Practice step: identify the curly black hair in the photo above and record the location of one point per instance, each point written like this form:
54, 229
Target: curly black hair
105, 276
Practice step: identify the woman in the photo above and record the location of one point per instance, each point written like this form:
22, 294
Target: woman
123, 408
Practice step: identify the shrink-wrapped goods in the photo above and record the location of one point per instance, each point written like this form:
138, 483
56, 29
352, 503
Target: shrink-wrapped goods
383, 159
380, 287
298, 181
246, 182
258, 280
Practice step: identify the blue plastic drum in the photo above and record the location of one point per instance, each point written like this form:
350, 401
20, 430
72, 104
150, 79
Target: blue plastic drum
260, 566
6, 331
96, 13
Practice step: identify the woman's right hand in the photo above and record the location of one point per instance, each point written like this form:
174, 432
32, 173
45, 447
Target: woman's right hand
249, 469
::::::
Line by line, repeat everything in the records verbatim.

Practice step: identify the curly black hair in the photo above and record the location of one point per instance, each point written like this form:
54, 229
Target: curly black hair
105, 276
Practice step: identify the woman in the photo above and record the location of one point per instance, each point written like this form:
22, 294
Target: woman
123, 408
Practice step: identify the shrink-wrapped goods in the photo above and record the location of one point per instance, each point written like this form:
138, 483
56, 29
352, 503
Target: shrink-wrapped goods
383, 159
380, 287
298, 181
246, 182
258, 280
Practice step: identify the blue plastic drum in the photo above and record the location of one point per instance, each point written like this form:
350, 401
20, 430
72, 104
150, 79
Target: blue plastic drum
260, 566
6, 331
96, 13
Practice step: identify the woman's right hand in the photo above and record the location of one point per instance, each point written like this form:
174, 432
32, 173
45, 447
Target: woman's right hand
249, 469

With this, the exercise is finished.